* [SOURCE DOCUMENT]:
━━━━━━━━━━━━━━━━━━━━
NORTH CAROLINA COURT OF APPEALS

Filed: 15 October 2002

STATE OF NORTH CAROLINA

v .                             Pitt County
                                Nos. 00 CRS 54026; 5462
ADULA WALI ALLAH

    Appeal by defendant from judgments entered 18 April 2001 by Judge Quentin T. Sumner in Pitt County Superior Court. Heard in the Court of Appeals 14 August 2002.

    Attorney General Roy Cooper, by Assistant Attorney General Daniel P. O'Brien for the State.

    W. Gregory Duke for defendant appellant.

    McCULLOUGH, Judge.

    Defendant Adula Wali Allah (a/k/a Linwood Earl Duffie) was tried before a jury at the 16 April 2001 Criminal Session of Pitt County Superior Court after being charged with one count of felony breaking or entering a motor vehicle, one count of misdemeanor larceny, one count of misdemeanor possession of stolen goods, and being an habitual felon. At trial, the State presented videotape evidence from a surveillance camera mounted atop the Target store in Greenville, North Carolina. The videotape showed that a white Chevrolet Corsica with two occupants arrived at the Target parking lot around 4:30 p.m. on 3 April 2000. The passenger went into the store, while the driver remained outside near a shopping cart area. The driver was wearing a purple football jersey with a large whitedouble zero on the front and back, dark shorts reaching his knees, white socks, white sneakers, and a black leather cap. The driver got a shopping cart, then walked between the parked cars and stopped to look inside a blue car parked next to the shopping cart area. He held a white rag in his hand, pulled the door handle up, and got into the car. When he got out a few moments later, he was carrying items from the car. The man got back into his white Corsica and drove away. Upon exiting the store, the owner of the blue car returned to her vehicle and noticed some of her belongings -- a pocketbook and a daily planner -- were missing. She reported a theft to the Target store employees and called the police at 4:40 p.m.
    Officer Frank DeSantis of the Greenville Police Department responded to the victim's call. After speaking with the victim, he learned the Target store had a surveillance camera overlooking its parking lot. Officer DeSantis immediately watched the videotape and was able to read the license plate number of the white Corsica. Officer DeSantis took the videotape into his custody and ran a license number check on the Corsica. Officer DeSantis proceeded to the owner's address and learned that the owner lived at a different location. Around 5:30 p.m., approximately one hour after the theft, Officer DeSantis located the Corsica from the videotape. He noted a number of individuals standing near the car, including a man, later identified as defendant, who was wearing the same items as the man depicted in the videotape. After learning that defendant's mother owned the Corsica, Officer DeSantis spoke to herand obtained her consent to search the car. Officer DeSantis recovered a white rag from the passenger area, but did not locate the victim's pocketbook or daily planner. He then placed defendant under arrest.
    During trial, the State called a total of five witnesses, and introduced several exhibits, including the videotape from Target and a mug shot of defendant, which was taken around 6:30 p.m. on 3 April 2000. In the photograph, defendant was wearing a purple shirt.
━━━━━━━━━━━━━━━━━━━━
Stored dataset items:

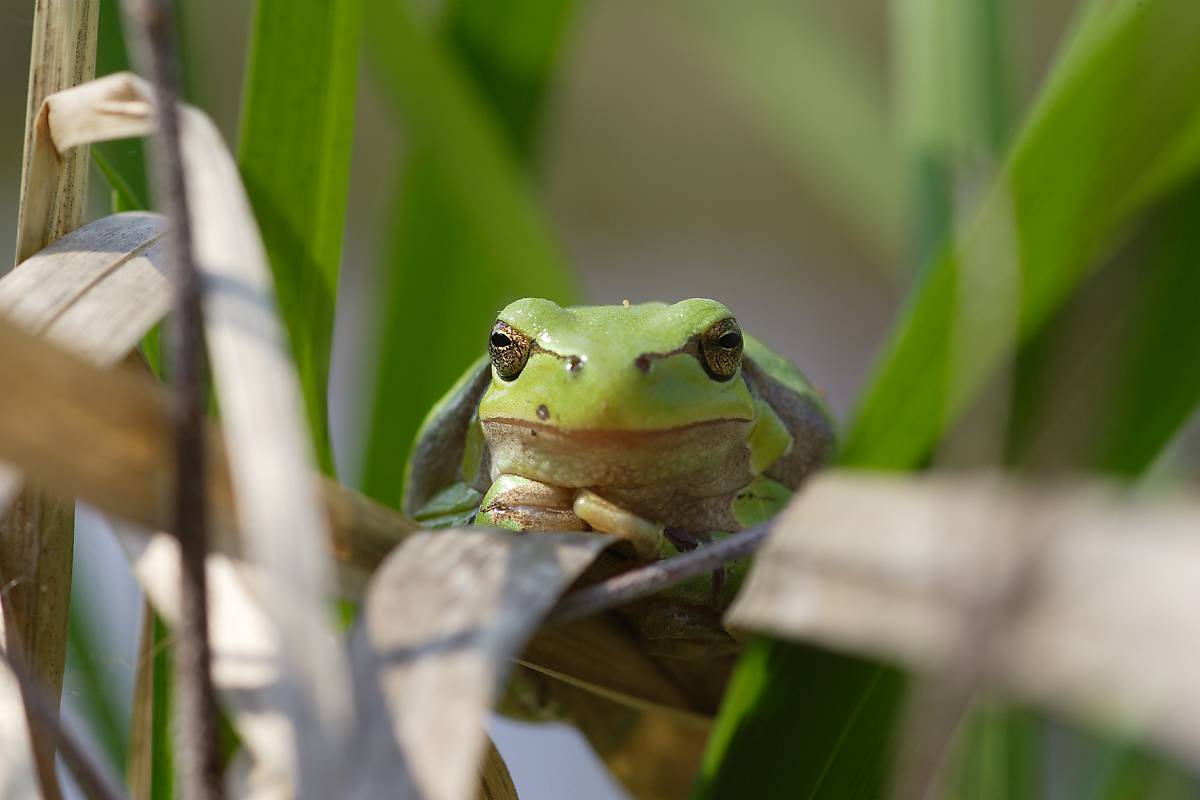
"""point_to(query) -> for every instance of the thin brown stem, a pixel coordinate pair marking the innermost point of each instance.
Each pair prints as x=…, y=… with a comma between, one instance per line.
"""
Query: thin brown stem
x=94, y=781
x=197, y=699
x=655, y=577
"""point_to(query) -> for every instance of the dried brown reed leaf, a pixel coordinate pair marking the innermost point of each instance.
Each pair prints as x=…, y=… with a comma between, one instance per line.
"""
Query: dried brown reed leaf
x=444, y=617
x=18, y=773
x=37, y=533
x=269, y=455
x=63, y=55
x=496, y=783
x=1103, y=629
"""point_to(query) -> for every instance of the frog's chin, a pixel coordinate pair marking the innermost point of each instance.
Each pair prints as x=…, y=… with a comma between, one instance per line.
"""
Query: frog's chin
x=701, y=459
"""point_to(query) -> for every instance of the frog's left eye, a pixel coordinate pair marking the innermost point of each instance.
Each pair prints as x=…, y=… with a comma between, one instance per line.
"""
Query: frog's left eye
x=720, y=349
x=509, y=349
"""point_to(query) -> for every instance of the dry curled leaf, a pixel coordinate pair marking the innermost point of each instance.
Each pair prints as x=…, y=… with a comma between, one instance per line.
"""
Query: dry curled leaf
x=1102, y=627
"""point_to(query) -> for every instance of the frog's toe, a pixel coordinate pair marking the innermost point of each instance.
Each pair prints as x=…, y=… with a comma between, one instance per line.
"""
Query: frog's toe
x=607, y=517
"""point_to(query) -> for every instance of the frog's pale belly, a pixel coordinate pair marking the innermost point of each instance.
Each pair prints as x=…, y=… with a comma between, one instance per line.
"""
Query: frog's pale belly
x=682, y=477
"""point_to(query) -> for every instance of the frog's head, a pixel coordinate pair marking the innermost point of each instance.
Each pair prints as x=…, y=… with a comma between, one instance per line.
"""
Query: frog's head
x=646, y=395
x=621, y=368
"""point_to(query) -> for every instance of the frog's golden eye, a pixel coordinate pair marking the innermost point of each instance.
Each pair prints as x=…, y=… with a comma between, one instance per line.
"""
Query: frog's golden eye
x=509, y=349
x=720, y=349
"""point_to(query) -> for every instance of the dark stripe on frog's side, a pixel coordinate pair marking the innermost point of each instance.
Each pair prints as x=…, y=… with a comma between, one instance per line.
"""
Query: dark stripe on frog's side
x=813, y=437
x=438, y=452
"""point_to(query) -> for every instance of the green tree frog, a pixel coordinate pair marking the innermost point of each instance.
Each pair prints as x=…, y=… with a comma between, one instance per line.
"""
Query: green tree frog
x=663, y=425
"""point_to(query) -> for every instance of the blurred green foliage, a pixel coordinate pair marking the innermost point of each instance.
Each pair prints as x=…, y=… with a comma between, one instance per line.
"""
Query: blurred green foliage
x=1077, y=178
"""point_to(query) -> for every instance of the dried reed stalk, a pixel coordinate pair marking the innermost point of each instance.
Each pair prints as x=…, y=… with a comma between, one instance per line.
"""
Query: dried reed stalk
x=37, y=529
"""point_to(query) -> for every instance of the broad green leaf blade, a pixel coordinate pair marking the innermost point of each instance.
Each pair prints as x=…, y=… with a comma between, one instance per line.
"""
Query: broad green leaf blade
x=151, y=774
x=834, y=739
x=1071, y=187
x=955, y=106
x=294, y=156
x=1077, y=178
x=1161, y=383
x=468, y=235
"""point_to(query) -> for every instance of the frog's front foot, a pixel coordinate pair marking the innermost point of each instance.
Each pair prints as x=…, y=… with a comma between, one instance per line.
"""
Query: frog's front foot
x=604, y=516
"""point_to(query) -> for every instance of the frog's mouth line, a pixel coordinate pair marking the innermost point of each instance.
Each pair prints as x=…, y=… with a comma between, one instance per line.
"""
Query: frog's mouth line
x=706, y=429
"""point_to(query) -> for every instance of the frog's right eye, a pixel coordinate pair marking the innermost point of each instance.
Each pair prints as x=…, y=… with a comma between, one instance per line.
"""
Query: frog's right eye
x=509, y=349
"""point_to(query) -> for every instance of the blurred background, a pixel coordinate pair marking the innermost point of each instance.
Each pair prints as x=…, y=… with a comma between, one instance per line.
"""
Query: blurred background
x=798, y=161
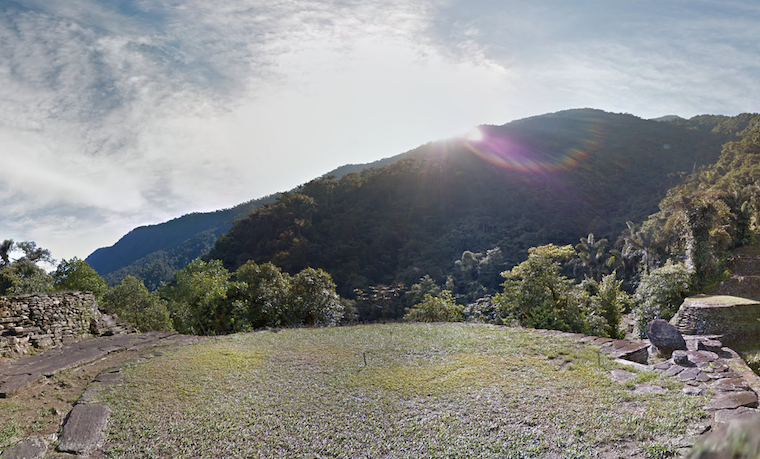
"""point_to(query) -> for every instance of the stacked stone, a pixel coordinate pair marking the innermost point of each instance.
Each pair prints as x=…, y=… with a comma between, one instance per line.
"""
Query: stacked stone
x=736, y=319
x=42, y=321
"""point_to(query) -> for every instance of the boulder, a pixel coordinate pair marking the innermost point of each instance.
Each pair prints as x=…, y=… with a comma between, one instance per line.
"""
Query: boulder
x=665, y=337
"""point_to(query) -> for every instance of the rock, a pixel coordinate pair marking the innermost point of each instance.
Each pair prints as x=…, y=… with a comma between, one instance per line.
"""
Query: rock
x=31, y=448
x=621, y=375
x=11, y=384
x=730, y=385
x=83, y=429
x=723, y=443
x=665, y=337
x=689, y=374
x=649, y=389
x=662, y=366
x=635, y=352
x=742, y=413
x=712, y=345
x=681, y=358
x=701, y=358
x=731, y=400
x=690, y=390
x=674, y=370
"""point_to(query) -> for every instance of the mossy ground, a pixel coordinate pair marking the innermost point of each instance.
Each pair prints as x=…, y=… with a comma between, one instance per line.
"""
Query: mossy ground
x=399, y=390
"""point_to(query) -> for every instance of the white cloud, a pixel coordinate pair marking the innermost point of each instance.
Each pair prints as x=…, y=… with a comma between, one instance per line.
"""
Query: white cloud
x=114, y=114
━━━━━━━━━━━━━━━━━━━━
* [REQUIREMENTS]: Reproduce the court opinion word for word, everything from "Appeal by defendant" down to "for the State.".

* [EXPECTED OUTPUT]:
Appeal by defendant from judgments entered 18 April 2001 by Judge Quentin T. Sumner in Pitt County Superior Court. Heard in the Court of Appeals 14 August 2002.

    Attorney General Roy Cooper, by Assistant Attorney General Daniel P. O'Brien for the State.